Australian Anglican bishop

Katherine Ann Wilmot (born 1968) is an Anglican bishop in Australia. She was consecrated in August 2015 to serve as an assistant bishop in the Anglican Diocese of Perth.

== Personal life and previous career ==
Wilmot was born in Darwin, Northern Territory, and obtained a Bachelor of Arts at the University of Western Australia in 1992. She worked as a computer typesetter before her ordination.

== Ministry ==
Wilmot obtained a Bachelor of Divinity degree at Murdoch University in 1999. She was ordained a deacon in 1999 and became an assistant curate at St John's church, Northam, from 1999 to 2001. She was ordained priest in February 2000 and subsequently became priest-in-charge of the parishes of Ballajura (2001-2009) and rector at St Augustine of Canterbury Church, Bayswater, Western Australia (2009-2015). During that time she was also an Army Reserve chaplain from 2004 to 2016, area dean of the Mirrabooka Deanery (2007-09) and a canon of St George’s Cathedral, Perth (2008-2015).

Material supplied
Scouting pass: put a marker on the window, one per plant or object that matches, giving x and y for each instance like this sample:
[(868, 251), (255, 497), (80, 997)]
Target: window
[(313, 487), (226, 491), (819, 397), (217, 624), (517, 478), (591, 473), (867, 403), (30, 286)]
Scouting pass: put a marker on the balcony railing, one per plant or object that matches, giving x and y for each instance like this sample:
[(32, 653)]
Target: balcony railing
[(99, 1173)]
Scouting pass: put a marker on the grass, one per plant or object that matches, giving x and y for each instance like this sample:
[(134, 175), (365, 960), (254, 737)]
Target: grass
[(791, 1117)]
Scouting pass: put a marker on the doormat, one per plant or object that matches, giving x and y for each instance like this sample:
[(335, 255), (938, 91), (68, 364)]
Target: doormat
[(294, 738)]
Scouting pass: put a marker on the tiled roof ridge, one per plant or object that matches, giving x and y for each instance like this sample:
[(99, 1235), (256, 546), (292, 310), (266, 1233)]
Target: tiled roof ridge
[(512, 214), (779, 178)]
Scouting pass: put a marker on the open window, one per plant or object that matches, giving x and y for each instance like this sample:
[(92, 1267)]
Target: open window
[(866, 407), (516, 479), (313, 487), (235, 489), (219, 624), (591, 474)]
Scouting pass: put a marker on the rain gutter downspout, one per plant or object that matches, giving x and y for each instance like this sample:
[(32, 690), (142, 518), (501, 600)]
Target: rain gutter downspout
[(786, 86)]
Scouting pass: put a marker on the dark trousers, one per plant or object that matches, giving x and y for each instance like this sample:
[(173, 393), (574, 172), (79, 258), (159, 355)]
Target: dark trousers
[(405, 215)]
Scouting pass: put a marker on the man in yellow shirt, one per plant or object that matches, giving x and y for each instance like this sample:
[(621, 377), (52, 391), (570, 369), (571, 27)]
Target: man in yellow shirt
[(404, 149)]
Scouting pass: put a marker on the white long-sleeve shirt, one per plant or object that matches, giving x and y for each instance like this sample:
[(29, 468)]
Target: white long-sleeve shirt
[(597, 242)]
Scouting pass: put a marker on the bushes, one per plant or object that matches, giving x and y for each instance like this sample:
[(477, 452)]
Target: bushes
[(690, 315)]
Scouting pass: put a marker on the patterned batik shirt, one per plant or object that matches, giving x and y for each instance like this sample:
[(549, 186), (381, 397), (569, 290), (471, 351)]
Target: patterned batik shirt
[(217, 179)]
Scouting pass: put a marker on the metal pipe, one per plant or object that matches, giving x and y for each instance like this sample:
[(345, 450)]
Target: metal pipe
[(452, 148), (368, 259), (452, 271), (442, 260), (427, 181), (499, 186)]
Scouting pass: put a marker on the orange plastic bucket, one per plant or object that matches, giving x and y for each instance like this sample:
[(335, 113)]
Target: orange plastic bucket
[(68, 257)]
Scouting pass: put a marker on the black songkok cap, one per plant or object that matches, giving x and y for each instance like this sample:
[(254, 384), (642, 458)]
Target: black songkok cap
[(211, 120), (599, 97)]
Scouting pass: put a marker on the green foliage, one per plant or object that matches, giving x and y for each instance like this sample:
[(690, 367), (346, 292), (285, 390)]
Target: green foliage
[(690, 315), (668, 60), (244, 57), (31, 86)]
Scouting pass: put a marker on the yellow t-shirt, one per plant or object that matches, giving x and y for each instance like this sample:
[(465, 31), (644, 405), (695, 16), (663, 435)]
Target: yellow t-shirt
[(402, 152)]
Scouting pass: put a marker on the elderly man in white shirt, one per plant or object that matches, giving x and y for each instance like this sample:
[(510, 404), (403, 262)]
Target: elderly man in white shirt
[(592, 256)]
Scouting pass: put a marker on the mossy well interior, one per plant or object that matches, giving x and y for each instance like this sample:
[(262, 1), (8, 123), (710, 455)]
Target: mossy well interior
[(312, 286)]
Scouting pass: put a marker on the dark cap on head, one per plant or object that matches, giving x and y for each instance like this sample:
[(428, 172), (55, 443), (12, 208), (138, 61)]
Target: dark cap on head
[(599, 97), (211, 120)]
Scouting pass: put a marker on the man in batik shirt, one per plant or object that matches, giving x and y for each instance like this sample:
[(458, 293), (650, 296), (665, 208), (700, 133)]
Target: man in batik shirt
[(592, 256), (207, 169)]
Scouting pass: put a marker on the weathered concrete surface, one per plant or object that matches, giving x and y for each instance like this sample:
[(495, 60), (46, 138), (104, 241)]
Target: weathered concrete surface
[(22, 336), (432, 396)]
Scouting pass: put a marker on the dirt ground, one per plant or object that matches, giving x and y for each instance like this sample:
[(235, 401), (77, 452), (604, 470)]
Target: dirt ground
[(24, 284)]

Task directions
Reproduce the Wilmot biography from "Australian Anglican bishop" to "Diocese of Perth.", substituting "auxiliary bishop" for "assistant bishop". Answer using only the Wilmot biography, without drawing on the entries.

Answer in full
Australian Anglican bishop

Katherine Ann Wilmot (born 1968) is an Anglican bishop in Australia. She was consecrated in August 2015 to serve as an auxiliary bishop in the Anglican Diocese of Perth.